*TESTO ESTRATTO*.
══════════
Giurisprudenza – CORTE DI CASSAZIONE – Ordinanza 02 novembre 2021, n. 31109
Rapporto di lavoro, Mansioni di addetto ai servizi di pulizia
– Appalto, Trattamenti retributivi e contributivi, Obbligazione solidale
Rilevato che
1. la Corte di Appello di L’Aquila, con sentenza del
23 ottobre 2014, ha confermato la pronuncia di primo grado che aveva rigettato
l’opposizione promossa da Autostrade per l’Italia Spa avverso il decreto
ingiuntivo emesso in favore di M.S. con il quale era stato ingiunto il
pagamento, in solido con la datrice di lavoro V. Srl ex art. 29, co. 2, d. Igs.
n. 276 del 2003, della somma pari ad euro 1.261,05 “a titolo di ratei
tredicesima e quattordicesima mensilità, indennità sostitutiva ferie e permessi
ROL non goduti e trattamento di fine rapporto, maturati in relazione al
rapporto di lavoro, con mansioni di addetto ai servizi di pulizia (oggetto
dell’appalto) intercorso dal 5.5.2010 al 1.7.2010 alle dipendenze della V. Srl,
aderente al Consorzio C. Service” (il quale aveva a sua volta stipulato un
contratto di appalto con la società Autostrade);
2. la Corte territoriale – per quanto qui rileva –
interpretando l’art. 29 del d.lgs. n. 276 del 2003 prima delle modifiche
apportate dal d.l. n. 5 del 2012 (convertito in legge n. 35 del 2012) e dalla
legge n. 92 del 2012, ha ritenuto sussistente, nei confronti del committente,
un’obbligazione solidale in senso stretto (e non una garanzia sussidiaria) per
i trattamenti retributivi e contributivi maturati nei confronti
dell’appaltatore-datore di lavoro, con conseguente irrilevanza della preventiva
escussione del patrimonio dell’appaltatore; di conseguenza, ha respinto
l’istanza di estensione del contraddittorio nei confronti del consorzio C., non
potendosi rinvenire un litisconsorzio necessario, e – in ordine alle somme
richieste – ha confermato la natura retributiva di tutti gli istituti
richiesti, comprensivi dell’importo del trattamento di fine rapporto maturato
in relazione al rapporto di lavoro dedotto in giudizio;
3. per la cassazione di tale sentenza ha proposto
ricorso la società soccombente con 4 motivi, illustrati anche da memoria; non
hanno svolto attività difensiva le intimate M. S. e V. Srl, quest’ultima
contumace anche in appello;
Considerato che
1. con il primo motivo di ricorso la società
denuncia violazione e falsa applicazione dell’art. 29, co. 2, d. Igs. n. 276
del 2003, per non avere la Corte territoriale considerato inapplicabile detta
disposizione in presenza di un appalto pubblico quale quello sussistente tra
Autostrade ed il Consorzio C. Service; la censura è inammissibile in
considerazione della sua novità; secondo giurisprudenza consolidata di questa
Suprema Corte qualora una determinata questione giuridica – che implichi un
accertamento di fatto – non risulti trattata in alcun modo nella sentenza
impugnata, il ricorrente che proponga la suddetta questione in sede di
legittimità, al fine di evitare una statuizione di inammissibilità, per novità
della censura, ha l’onere non solo di allegare l’avvenuta deduzione della
questione dinanzi al giudice di merito, ma anche, per il principio di
autosufficienza del ricorso per cassazione, di indicare in quale atto del
giudizio precedente lo abbia fatto, onde dar modo alla Corte di controllare ex
actis la veridicità di tale asserzione, prima di esaminare nel merito la
questione stessa (Cass. SS. UU. n. 2399 del 2014; Cass. n. 2730 del 2012; Cass.
══════════
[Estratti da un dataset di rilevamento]
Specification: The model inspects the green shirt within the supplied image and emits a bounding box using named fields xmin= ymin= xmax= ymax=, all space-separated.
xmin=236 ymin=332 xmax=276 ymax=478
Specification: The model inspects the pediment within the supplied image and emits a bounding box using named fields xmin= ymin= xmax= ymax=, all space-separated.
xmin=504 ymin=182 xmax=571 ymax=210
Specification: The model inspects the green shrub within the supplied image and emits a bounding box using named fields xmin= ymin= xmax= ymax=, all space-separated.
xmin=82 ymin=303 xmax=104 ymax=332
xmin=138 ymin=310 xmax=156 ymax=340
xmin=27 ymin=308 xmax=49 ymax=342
══════════
*OBIETTIVO 1*. Ricopia fedelmente il passo dell'ordinanza della Cassazione che parte da "Giurisprudenza – CORTE" e arriva fino a "ex art. 29, co. 2, d. Igs.".
*OBIETTIVO 2*. Secondo l'ordinanza della Cassazione, quale somma ordinava di pagare il decreto ingiuntivo?

*RISULTATO DELL'ESERCIZIO 1*.
Giurisprudenza – CORTE DI CASSAZIONE – Ordinanza 02 novembre 2021, n. 31109
Rapporto di lavoro, Mansioni di addetto ai servizi di pulizia
– Appalto, Trattamenti retributivi e contributivi, Obbligazione solidale
Rilevato che
1. la Corte di Appello di L’Aquila, con sentenza del
23 ottobre 2014, ha confermato la pronuncia di primo grado che aveva rigettato
l’opposizione promossa da Autostrade per l’Italia Spa avverso il decreto
ingiuntivo emesso in favore di M.S. con il quale era stato ingiunto il
pagamento, in solido con la datrice di lavoro V. Srl ex art. 29, co. 2, d. Igs.

*RISULTATO DELL'ESERCIZIO 2*. Il decreto ingiuntivo ordinava il pagamento di euro 1.261,05.